*Provided passage:*
»»

HOW THE BASILICA BECAME A CHURCH.

 

In the Middle Ages the most important architectural task was church building. Whether parish churches or monasteries, simple churches for mendicant orders or magnificent cathedrals, the requirements for sacred buildings created innumerable large building projects all over Europe. With the basilica form church building imposed a building type that had originally fulfilled quite different purposes. The basilica is not a medieval invention-they had already been developed in ancient Rome and frequently built there. In the Roman era basilicas served as assembly halls for all kinds of uses. They were law courts, places of worship, and even market halls. When Emperor Constantine acknowledged Christi­anity at the beginning of the fourth century, a lot of new church building began. The Emperor himself, or his bishops, founded churches, and soon the basilica was established as the building form for this task. Santa Sabina in Rome is a basilica from the early Christian period . The church was built c. 430 A. D. on the Aventine Hill, on the site where the house of the martyr St. Sabina is thought to have stood.

 

 

 

A glimpse of the interior shows the orientation of the church: the longitudinal axis ends with a semi-circular space called the apse, and the building is orientated towards this. The nave has a flat ceiling, and the upper section of the walls is set with round-headed windows. Below, round arches create the entrance to the side aisles. This sums up the characteristics of a basilica: it consists of a high central aisle illuminated independently by windows, and lower side aisles, which are separated from the central section by arches. The easterly end of the church is formed by the semi-circular apse, which contains the altar.

In medieval Christian teaching, each architectural component of a basilica had a particular meaning. This started with the orientation of the buildings:basilicas face eastwards as, according to Christian belief, this means they point in the direction of the Holy Land. The clear orientation of these elongated buildings contrasts with centrally planned buildings, which are based on a symmetrical ground-plan, taking the form of a circle or an octagon, for example. According to the orientation of a basilica the en­trance faces west, while the choir is located in the east of the church. The west facade with the main entrance was understood to be the entrance to the house of God and was accentuated with towers or a porch.

In the Romanesque period the basilica was finally established as the building form for churches. Yet the concept of Romanesque is a 19th-century invention. It is understood to mean art from the eleventh to the mid-thirteenth centuries, a period when architecture reverted to forms from Roman Antiquity. In fact it was only after the turn of the millennium that clear correspondences in artistic production emerged in France, Spain, Italy, Germany, and England, despite regional differences. It is an aspect of this inter­national common ground in Romanesque architec­ture that the basilica is the most frequently used type of sacred building. Another characteristic of the architecture of this period is the round arch. The construction of arches, which had already been employed in Roman architecture, was taken up again by the architects of the Romanesque period. In church interiors there were to be no more straight-headed openings, but instead round arches supported by columns and pillars. The construction of stone roofs was also tackled using round arches. The vaulting, firstly of the side aisles, then of the church's central aisle as well, is a further character­istic of the Romanesque style. Sculptural elements attached to the architecture were also used more and more at this time: the portals and facades of Roma­nesque buildings were shaped in a rich sculptural and ornamental way. An excellent example of this is the Portico de la Gloria on the west facade of the great pilgrimage church of Santiago de Compostela in Spain, which has been the main entrance to the basilica since the late twelfth century.

««

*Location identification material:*
»»

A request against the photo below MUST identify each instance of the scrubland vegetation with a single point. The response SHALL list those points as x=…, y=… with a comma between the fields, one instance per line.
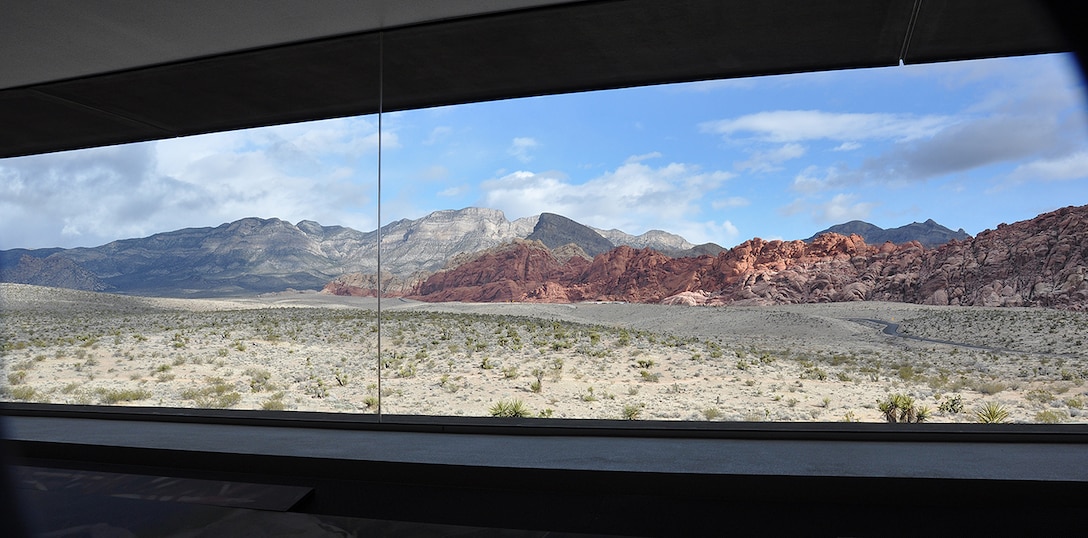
x=448, y=363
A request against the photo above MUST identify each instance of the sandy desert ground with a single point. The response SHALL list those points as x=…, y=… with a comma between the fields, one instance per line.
x=312, y=352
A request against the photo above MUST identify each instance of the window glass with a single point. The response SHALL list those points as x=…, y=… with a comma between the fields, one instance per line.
x=185, y=272
x=627, y=254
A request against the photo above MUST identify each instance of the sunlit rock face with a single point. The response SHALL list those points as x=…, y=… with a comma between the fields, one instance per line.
x=1036, y=263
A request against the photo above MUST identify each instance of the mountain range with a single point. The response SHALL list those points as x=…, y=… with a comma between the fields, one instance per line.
x=928, y=233
x=1042, y=261
x=477, y=254
x=257, y=255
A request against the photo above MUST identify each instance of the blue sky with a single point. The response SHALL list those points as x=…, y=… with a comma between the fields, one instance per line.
x=967, y=144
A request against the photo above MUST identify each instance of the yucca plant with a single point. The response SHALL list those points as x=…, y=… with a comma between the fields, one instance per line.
x=901, y=408
x=515, y=408
x=991, y=413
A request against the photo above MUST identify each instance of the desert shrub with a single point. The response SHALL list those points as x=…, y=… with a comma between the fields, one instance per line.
x=902, y=408
x=906, y=373
x=341, y=377
x=991, y=413
x=1050, y=416
x=990, y=387
x=113, y=395
x=952, y=404
x=259, y=379
x=1039, y=395
x=218, y=394
x=22, y=392
x=371, y=402
x=650, y=376
x=515, y=408
x=274, y=402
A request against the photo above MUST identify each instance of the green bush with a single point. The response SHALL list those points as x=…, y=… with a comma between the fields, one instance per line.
x=515, y=408
x=114, y=395
x=991, y=413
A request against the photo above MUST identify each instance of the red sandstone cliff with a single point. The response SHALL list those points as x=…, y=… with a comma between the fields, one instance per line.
x=1036, y=263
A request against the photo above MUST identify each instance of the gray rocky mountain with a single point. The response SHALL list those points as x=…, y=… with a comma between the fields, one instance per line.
x=663, y=242
x=257, y=255
x=929, y=233
x=555, y=231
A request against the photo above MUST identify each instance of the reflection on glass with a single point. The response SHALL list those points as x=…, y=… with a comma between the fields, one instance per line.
x=629, y=255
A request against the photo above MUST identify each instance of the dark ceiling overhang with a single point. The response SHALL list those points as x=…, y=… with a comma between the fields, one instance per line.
x=557, y=48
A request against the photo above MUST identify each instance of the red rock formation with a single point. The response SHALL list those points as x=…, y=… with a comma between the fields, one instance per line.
x=1038, y=263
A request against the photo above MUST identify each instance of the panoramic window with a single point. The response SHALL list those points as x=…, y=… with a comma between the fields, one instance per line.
x=895, y=244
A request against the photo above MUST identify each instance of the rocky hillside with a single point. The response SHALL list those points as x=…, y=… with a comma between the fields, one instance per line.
x=1038, y=263
x=928, y=233
x=270, y=255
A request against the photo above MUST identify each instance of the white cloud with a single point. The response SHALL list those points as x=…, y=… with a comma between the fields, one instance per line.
x=634, y=197
x=453, y=192
x=520, y=148
x=769, y=161
x=1070, y=167
x=730, y=202
x=841, y=208
x=799, y=125
x=640, y=158
x=321, y=171
x=436, y=135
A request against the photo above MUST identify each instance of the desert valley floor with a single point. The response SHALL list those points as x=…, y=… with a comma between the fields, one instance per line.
x=314, y=352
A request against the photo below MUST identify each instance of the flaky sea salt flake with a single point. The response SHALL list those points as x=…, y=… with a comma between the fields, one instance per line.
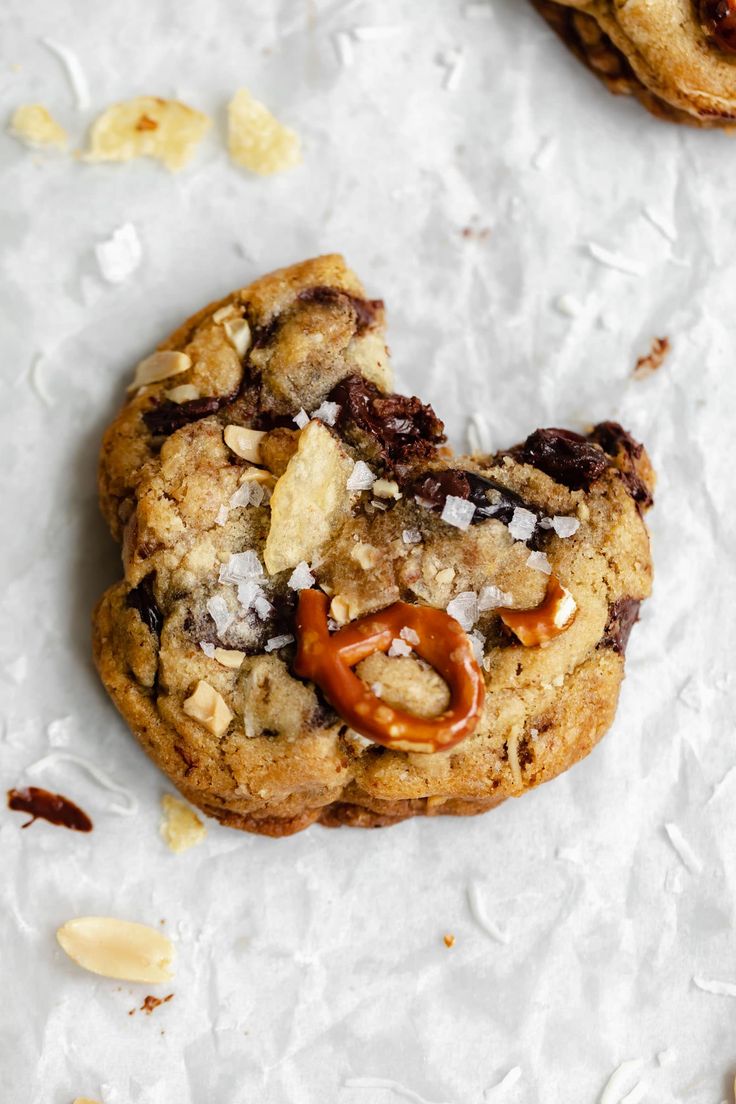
x=361, y=477
x=457, y=511
x=617, y=261
x=301, y=577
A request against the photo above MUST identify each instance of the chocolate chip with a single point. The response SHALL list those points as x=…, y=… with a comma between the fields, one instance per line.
x=402, y=427
x=567, y=457
x=167, y=417
x=626, y=452
x=365, y=309
x=718, y=20
x=144, y=600
x=489, y=498
x=622, y=616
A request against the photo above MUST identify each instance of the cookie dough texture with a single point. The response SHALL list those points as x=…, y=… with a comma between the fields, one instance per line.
x=654, y=50
x=168, y=484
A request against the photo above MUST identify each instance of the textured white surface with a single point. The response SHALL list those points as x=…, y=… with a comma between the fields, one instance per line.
x=306, y=964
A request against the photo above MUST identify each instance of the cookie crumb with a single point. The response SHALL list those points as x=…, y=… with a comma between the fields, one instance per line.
x=653, y=360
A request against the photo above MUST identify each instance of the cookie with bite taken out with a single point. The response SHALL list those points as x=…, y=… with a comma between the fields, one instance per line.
x=676, y=56
x=323, y=615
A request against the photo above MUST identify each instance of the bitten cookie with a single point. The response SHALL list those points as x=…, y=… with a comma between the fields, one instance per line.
x=676, y=56
x=324, y=616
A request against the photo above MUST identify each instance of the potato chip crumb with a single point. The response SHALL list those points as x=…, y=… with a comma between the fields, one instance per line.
x=147, y=126
x=256, y=139
x=34, y=125
x=181, y=828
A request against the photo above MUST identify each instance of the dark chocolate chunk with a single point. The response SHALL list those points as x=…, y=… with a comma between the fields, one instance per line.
x=43, y=805
x=167, y=417
x=365, y=309
x=402, y=427
x=144, y=600
x=489, y=498
x=567, y=457
x=622, y=616
x=625, y=450
x=718, y=20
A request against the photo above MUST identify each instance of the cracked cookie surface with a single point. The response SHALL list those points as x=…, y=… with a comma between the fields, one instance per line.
x=338, y=483
x=676, y=56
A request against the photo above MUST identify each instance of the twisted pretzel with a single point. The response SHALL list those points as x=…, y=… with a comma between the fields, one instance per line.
x=327, y=659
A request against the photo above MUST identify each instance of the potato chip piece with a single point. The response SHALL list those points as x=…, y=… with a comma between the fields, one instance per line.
x=310, y=500
x=117, y=948
x=181, y=828
x=34, y=125
x=147, y=126
x=256, y=139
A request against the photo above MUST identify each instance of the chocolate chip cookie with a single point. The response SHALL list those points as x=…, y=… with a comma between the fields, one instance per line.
x=676, y=56
x=324, y=615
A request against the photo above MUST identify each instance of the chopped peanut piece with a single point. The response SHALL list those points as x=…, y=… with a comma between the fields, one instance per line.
x=148, y=126
x=181, y=828
x=256, y=139
x=245, y=443
x=542, y=624
x=209, y=708
x=160, y=365
x=35, y=126
x=117, y=948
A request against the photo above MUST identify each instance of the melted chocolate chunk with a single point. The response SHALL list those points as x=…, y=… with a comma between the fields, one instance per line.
x=567, y=457
x=489, y=498
x=625, y=450
x=718, y=20
x=43, y=805
x=167, y=417
x=403, y=428
x=144, y=600
x=622, y=616
x=365, y=309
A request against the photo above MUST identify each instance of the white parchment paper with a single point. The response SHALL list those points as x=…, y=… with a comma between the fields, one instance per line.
x=308, y=965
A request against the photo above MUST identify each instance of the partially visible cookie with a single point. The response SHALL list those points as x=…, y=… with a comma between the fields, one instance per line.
x=324, y=616
x=676, y=56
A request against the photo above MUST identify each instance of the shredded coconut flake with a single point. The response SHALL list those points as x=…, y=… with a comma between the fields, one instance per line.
x=464, y=607
x=361, y=477
x=301, y=577
x=493, y=597
x=241, y=568
x=478, y=914
x=457, y=511
x=221, y=615
x=327, y=412
x=119, y=255
x=74, y=72
x=539, y=562
x=617, y=261
x=683, y=848
x=94, y=772
x=716, y=987
x=618, y=1080
x=385, y=1083
x=522, y=524
x=512, y=1076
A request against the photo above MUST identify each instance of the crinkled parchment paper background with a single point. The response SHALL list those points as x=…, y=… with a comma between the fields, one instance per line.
x=305, y=964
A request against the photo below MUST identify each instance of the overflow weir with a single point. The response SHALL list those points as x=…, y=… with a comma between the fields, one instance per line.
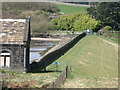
x=54, y=54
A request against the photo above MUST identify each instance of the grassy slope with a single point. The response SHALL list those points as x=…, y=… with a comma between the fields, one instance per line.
x=29, y=79
x=68, y=9
x=91, y=57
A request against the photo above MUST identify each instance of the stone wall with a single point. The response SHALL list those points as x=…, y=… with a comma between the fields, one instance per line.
x=16, y=55
x=37, y=66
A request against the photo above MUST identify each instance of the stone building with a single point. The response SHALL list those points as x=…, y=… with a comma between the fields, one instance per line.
x=14, y=43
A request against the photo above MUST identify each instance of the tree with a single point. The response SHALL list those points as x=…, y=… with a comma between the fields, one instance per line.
x=76, y=22
x=107, y=12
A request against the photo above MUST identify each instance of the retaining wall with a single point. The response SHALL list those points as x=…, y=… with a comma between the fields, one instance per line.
x=37, y=66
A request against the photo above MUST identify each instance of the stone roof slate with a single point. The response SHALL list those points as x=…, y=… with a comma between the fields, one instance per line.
x=13, y=31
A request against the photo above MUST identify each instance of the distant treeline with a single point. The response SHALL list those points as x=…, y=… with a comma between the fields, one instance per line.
x=45, y=6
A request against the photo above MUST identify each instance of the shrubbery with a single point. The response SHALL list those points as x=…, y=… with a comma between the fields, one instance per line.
x=76, y=22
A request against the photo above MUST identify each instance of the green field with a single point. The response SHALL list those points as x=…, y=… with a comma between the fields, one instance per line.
x=93, y=60
x=28, y=80
x=68, y=9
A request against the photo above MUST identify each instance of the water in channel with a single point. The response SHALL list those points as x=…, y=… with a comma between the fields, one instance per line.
x=39, y=48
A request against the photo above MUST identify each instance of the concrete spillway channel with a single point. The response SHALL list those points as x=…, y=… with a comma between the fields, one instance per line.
x=54, y=53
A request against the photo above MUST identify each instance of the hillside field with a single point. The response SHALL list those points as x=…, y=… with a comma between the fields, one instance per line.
x=93, y=61
x=68, y=9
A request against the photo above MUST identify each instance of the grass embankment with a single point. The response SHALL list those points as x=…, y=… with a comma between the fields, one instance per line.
x=68, y=9
x=93, y=61
x=28, y=80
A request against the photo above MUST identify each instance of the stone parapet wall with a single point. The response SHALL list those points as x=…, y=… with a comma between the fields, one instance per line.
x=50, y=57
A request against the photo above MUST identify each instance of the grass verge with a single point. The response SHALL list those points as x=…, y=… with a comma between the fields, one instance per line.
x=92, y=59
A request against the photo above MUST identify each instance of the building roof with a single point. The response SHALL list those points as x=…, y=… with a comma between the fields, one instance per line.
x=13, y=31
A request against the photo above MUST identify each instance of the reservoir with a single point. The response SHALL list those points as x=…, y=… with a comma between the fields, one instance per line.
x=39, y=48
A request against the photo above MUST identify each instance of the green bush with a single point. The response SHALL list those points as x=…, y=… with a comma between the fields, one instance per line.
x=107, y=28
x=76, y=22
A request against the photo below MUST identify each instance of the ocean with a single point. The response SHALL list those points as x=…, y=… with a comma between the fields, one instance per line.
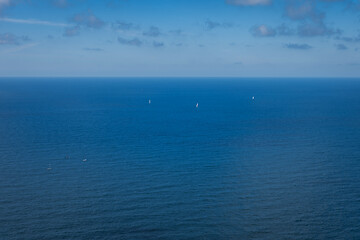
x=93, y=159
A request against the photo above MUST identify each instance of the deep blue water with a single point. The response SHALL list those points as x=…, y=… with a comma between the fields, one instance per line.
x=284, y=166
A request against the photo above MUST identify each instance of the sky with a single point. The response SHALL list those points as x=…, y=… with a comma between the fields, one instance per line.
x=180, y=38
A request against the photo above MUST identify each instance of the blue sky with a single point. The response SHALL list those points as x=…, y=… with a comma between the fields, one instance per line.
x=232, y=38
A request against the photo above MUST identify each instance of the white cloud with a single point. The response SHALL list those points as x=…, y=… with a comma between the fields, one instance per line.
x=32, y=21
x=262, y=31
x=248, y=2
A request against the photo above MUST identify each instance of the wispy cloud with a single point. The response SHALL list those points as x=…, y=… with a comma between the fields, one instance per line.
x=12, y=39
x=88, y=20
x=297, y=46
x=210, y=25
x=158, y=44
x=33, y=22
x=248, y=2
x=60, y=3
x=124, y=26
x=93, y=49
x=262, y=31
x=341, y=47
x=152, y=32
x=71, y=31
x=20, y=48
x=132, y=42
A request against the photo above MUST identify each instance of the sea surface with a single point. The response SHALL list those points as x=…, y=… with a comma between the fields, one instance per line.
x=92, y=159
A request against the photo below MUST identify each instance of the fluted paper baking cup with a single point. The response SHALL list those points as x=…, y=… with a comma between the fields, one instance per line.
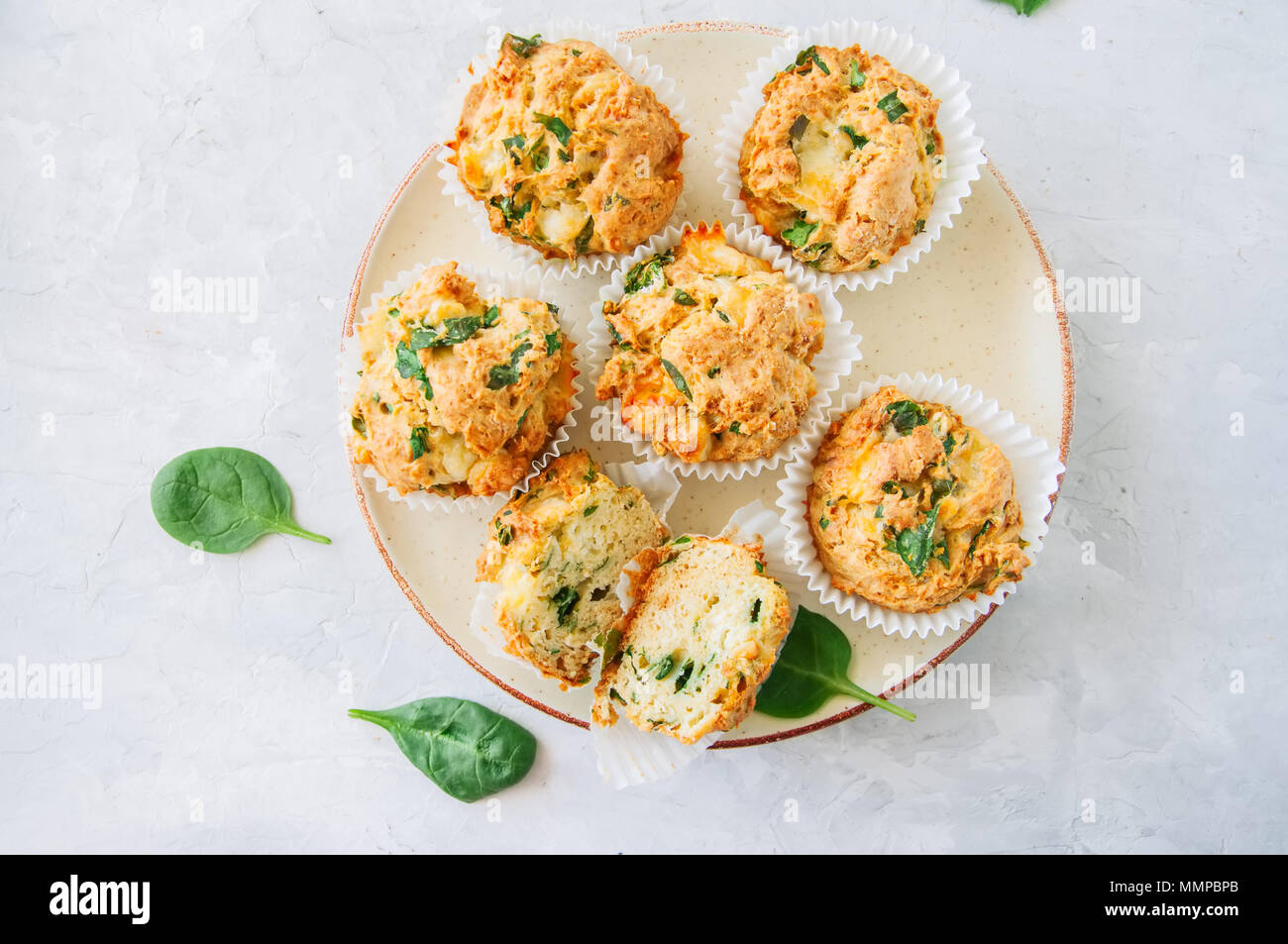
x=1034, y=464
x=835, y=361
x=658, y=487
x=964, y=154
x=627, y=756
x=638, y=67
x=488, y=284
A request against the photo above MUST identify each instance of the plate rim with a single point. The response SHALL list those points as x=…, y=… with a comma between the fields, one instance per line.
x=1065, y=424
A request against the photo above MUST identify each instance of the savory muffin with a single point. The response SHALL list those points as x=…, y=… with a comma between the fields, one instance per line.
x=911, y=507
x=558, y=552
x=702, y=635
x=566, y=151
x=841, y=161
x=458, y=394
x=711, y=351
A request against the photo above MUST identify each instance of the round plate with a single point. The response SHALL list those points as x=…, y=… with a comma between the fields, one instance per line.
x=967, y=309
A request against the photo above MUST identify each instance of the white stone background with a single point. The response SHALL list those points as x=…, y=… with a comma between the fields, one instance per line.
x=1111, y=682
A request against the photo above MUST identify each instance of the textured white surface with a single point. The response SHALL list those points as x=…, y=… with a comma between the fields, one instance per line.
x=127, y=154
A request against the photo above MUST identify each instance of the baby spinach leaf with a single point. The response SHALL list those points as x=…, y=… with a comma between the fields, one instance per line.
x=811, y=669
x=520, y=46
x=555, y=127
x=503, y=374
x=809, y=56
x=1025, y=7
x=419, y=442
x=906, y=416
x=648, y=271
x=677, y=377
x=565, y=600
x=585, y=236
x=855, y=138
x=683, y=678
x=451, y=331
x=509, y=211
x=914, y=544
x=224, y=498
x=469, y=751
x=410, y=366
x=857, y=77
x=799, y=232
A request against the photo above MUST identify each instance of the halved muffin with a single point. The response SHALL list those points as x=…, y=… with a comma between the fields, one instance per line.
x=558, y=552
x=702, y=635
x=711, y=351
x=566, y=151
x=841, y=162
x=912, y=509
x=458, y=394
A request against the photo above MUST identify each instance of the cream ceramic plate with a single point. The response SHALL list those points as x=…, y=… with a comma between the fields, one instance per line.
x=966, y=309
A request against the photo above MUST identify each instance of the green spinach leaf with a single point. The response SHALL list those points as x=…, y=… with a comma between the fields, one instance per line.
x=648, y=271
x=906, y=416
x=469, y=751
x=677, y=377
x=811, y=669
x=503, y=374
x=224, y=498
x=1025, y=7
x=555, y=127
x=520, y=46
x=799, y=232
x=914, y=544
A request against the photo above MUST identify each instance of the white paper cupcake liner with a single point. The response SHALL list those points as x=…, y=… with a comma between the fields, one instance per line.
x=488, y=284
x=835, y=361
x=627, y=756
x=660, y=488
x=454, y=99
x=964, y=155
x=1034, y=464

««

*Objectives:*
(a) Repeat word for word the part of the passage on the basilica that opens with the words containing "A glimpse of" and closes with "contains the altar.".
(b) Answer these questions using the passage on the basilica:
(i) Around what year was Santa Sabina built?
(ii) In which direction does the entrance of a basilica face?
(iii) Since when has the Portico de la Gloria been the main entrance to the basilica of Santiago de Compostela?

*Written answers:*
(a)
A glimpse of the interior shows the orientation of the church: the longitudinal axis ends with a semi-circular space called the apse, and the building is orientated towards this. The nave has a flat ceiling, and the upper section of the walls is set with round-headed windows. Below, round arches create the entrance to the side aisles. This sums up the characteristics of a basilica: it consists of a high central aisle illuminated independently by windows, and lower side aisles, which are separated from the central section by arches. The easterly end of the church is formed by the semi-circular apse, which contains the altar.

(b)
(i) c. 430 A.D.
(ii) West
(iii) Since the late twelfth century